● YOUR ASSIGNMENT
Only the lines from the one containing "Place one pin on each instance of the sandy" through the end of the entries are wanted, retyped exactly and without pictures.

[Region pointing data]

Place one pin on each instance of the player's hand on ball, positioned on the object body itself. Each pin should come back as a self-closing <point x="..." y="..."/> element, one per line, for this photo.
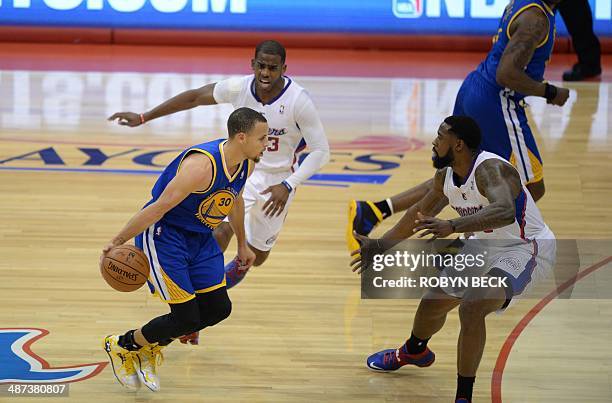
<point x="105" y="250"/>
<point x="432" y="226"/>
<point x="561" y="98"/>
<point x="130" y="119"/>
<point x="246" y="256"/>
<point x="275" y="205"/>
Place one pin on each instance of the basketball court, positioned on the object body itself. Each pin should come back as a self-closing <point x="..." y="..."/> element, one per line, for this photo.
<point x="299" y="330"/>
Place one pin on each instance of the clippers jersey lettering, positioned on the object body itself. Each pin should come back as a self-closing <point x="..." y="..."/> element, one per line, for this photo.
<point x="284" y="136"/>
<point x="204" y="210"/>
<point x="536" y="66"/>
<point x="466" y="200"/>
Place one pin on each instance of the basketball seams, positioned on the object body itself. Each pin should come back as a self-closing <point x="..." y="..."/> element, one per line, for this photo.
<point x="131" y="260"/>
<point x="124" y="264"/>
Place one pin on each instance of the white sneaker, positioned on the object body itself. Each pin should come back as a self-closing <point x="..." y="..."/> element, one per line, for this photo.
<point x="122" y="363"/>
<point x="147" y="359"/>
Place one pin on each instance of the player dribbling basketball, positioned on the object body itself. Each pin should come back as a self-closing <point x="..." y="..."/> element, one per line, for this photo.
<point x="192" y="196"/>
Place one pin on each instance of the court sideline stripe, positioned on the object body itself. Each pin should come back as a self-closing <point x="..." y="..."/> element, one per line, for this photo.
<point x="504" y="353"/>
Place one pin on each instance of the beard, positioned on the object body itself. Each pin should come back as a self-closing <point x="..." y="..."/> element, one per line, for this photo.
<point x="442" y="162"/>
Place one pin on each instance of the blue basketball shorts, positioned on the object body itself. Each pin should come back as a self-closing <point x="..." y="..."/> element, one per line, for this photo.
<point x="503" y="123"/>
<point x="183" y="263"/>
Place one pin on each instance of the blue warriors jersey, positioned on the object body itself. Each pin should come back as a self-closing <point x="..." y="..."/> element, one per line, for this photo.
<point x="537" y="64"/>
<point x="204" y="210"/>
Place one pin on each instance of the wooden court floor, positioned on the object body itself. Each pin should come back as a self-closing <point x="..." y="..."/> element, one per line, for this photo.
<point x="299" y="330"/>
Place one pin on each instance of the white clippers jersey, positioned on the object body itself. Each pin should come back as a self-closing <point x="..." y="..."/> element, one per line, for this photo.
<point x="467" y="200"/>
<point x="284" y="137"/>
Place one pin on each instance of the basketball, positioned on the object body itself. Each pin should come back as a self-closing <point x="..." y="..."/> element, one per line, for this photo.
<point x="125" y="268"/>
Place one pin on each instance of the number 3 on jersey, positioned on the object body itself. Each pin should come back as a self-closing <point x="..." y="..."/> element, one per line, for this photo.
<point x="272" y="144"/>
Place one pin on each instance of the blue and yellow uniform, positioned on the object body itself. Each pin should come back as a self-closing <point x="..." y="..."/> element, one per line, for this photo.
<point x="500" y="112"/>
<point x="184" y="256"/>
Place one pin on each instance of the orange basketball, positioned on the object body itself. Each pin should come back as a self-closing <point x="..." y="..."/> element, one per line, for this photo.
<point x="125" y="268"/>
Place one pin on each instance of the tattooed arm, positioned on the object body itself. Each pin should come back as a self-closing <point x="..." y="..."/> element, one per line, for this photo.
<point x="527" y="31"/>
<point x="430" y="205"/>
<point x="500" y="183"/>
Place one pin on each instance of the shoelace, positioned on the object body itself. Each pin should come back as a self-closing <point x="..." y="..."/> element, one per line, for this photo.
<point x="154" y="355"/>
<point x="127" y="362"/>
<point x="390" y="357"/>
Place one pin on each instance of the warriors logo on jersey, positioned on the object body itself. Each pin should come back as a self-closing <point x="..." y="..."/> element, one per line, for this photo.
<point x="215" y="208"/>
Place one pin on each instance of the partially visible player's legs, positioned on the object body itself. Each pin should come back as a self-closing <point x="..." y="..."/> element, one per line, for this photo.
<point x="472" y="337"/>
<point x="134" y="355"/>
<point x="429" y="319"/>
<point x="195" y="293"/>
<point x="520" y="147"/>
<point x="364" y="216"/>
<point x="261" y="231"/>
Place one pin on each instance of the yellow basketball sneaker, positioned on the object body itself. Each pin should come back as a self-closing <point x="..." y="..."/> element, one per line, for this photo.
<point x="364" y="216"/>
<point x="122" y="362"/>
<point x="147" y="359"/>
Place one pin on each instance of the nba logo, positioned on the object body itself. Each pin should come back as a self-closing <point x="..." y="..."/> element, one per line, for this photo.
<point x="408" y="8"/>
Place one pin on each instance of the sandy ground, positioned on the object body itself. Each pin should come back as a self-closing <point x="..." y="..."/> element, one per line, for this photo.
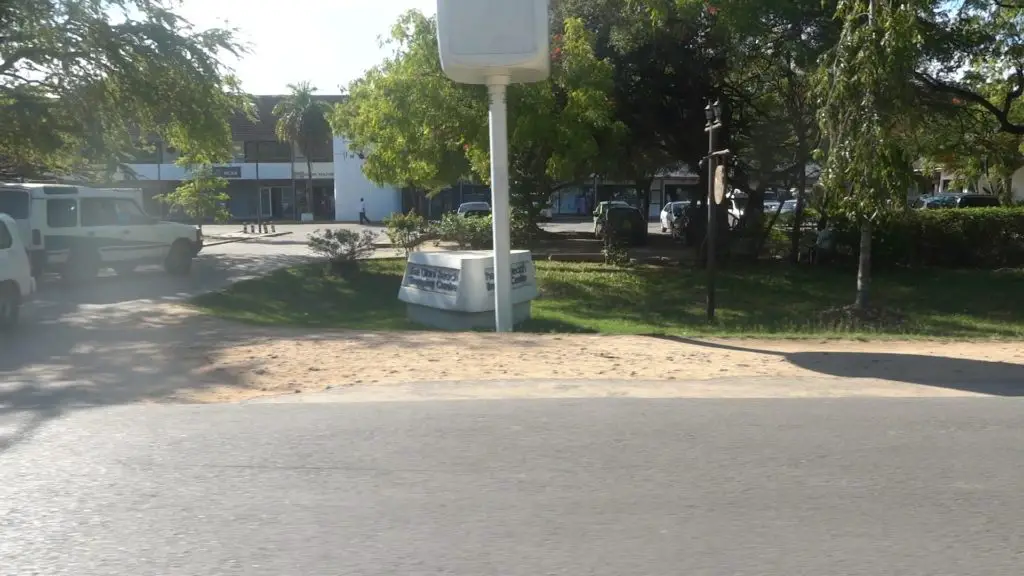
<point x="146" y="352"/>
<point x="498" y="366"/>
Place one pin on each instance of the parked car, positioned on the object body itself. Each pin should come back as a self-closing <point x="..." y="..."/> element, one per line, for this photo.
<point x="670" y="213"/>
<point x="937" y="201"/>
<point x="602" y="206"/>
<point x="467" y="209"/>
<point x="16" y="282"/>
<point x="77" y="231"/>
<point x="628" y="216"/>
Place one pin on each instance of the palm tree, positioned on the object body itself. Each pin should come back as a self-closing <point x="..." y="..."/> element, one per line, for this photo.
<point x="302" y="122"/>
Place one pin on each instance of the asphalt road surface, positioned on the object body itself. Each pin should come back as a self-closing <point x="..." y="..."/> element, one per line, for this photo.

● ANSWER SECTION
Place one pin on each instance of the sandy ground, positioned on the object body itself. Each pin should come back as a self-closing <point x="..." y="..."/> element, one per line, for this photo.
<point x="146" y="352"/>
<point x="498" y="366"/>
Place one pin on each instance of the parked car, positioned on the object body itself. Each pin should come back as a self-closing <point x="..." y="..."/> element, one per line, for this photo.
<point x="670" y="213"/>
<point x="937" y="201"/>
<point x="602" y="206"/>
<point x="467" y="209"/>
<point x="16" y="282"/>
<point x="77" y="231"/>
<point x="628" y="216"/>
Place one pin on each instance of the palm tree, positioned on the object body itself. Each pin should come back as a self-closing <point x="..." y="..."/> element, one per line, for this photo.
<point x="302" y="122"/>
Place one pin on each instance of the asphalt road surface, positioned on the object body itself. Each pin should come back as a self-closing <point x="..." y="..."/> element, one per line, for this photo.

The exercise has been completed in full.